[Region pointing data]
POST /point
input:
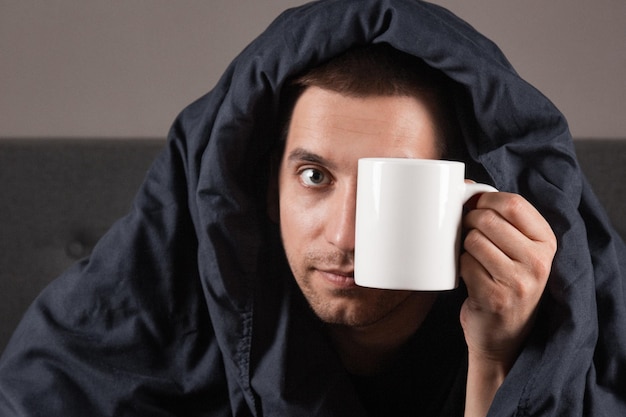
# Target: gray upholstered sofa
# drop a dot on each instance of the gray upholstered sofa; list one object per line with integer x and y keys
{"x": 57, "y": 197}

* * *

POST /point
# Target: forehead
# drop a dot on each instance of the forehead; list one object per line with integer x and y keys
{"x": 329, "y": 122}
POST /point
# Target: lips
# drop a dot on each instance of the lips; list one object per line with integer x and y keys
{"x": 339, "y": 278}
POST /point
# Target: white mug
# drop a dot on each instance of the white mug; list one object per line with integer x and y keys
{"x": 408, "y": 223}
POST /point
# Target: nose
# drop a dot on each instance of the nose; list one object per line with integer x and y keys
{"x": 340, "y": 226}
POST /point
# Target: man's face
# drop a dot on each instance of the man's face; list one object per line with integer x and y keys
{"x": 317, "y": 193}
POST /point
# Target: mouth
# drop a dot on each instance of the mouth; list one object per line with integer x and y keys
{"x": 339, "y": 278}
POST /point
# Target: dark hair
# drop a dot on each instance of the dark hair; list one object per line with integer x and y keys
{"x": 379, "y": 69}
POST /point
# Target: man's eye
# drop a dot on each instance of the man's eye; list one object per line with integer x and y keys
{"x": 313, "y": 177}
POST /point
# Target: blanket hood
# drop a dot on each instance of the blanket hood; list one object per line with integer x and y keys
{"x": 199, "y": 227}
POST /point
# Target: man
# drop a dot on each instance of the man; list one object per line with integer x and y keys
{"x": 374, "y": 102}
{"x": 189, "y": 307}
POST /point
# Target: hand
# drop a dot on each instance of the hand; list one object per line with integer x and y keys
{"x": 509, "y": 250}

...

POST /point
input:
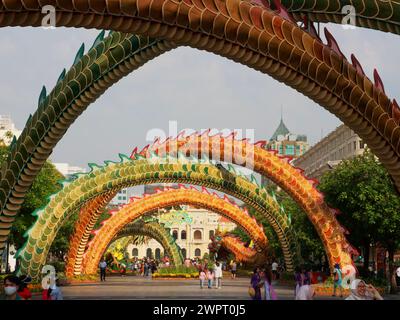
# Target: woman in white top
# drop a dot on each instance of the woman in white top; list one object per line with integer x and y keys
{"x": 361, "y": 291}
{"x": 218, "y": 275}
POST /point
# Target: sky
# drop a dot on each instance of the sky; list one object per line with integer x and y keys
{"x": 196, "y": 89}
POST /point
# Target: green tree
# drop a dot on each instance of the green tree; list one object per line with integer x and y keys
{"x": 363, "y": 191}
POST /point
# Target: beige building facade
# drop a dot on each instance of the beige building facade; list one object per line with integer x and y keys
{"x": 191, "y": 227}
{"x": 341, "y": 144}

PROMPT:
What is needed is a verbatim copy of every line in the records above from the one containing "# drop a dot on each instance of the mouth;" down to the one containing "# Target: man's eye", both included, and nothing more.

REPLY TO THE EXERCISE:
# drop a dot on each instance of the mouth; list one object per line with integer x and y keys
{"x": 339, "y": 278}
POST /point
# Target: dark hair
# drop a dot on each instance of the dark hair; list one object per line with integer x and y keys
{"x": 379, "y": 69}
POST /point
# Target: man's eye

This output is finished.